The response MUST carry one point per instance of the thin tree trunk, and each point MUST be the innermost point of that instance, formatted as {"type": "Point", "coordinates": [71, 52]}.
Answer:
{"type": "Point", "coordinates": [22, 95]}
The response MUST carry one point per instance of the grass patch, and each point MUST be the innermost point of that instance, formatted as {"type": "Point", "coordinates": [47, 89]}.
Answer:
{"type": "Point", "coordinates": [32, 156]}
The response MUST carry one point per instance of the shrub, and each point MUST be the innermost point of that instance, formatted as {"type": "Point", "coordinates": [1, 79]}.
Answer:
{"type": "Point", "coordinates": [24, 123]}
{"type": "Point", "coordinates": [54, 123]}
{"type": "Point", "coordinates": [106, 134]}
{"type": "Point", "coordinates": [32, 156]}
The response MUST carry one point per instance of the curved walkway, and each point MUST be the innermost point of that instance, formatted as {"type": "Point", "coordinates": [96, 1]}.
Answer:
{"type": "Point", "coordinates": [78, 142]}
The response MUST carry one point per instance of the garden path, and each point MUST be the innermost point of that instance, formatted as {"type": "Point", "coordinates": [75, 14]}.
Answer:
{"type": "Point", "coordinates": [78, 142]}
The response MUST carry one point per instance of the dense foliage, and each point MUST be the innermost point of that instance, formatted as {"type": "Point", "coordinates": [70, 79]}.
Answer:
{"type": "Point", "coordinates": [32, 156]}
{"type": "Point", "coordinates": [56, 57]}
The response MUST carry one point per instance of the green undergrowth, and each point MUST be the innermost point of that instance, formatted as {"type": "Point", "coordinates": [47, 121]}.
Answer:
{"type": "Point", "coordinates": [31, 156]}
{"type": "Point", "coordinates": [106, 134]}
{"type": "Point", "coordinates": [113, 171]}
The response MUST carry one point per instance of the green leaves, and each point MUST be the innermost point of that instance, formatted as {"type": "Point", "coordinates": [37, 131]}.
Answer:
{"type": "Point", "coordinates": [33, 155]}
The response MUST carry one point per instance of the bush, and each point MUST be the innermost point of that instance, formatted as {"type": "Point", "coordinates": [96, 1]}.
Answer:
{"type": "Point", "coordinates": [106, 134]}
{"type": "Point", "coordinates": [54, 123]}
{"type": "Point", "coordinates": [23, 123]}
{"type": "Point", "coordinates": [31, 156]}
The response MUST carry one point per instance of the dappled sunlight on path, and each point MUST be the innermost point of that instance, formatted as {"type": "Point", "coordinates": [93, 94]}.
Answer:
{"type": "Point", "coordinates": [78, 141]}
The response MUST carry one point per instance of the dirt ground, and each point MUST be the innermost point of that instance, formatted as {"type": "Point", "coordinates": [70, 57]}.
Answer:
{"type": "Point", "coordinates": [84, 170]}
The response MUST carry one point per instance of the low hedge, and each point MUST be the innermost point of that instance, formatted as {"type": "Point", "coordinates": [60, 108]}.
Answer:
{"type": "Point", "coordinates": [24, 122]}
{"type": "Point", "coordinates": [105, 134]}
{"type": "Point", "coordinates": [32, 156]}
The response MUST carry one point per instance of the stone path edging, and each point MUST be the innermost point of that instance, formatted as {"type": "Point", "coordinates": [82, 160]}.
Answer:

================

→ **PROBLEM REQUIREMENTS**: Check every line of the entries above for the word "path" and report how many lines contain it, giving the number only.

→ **ANSWER FOR THIS EXERCISE**: 3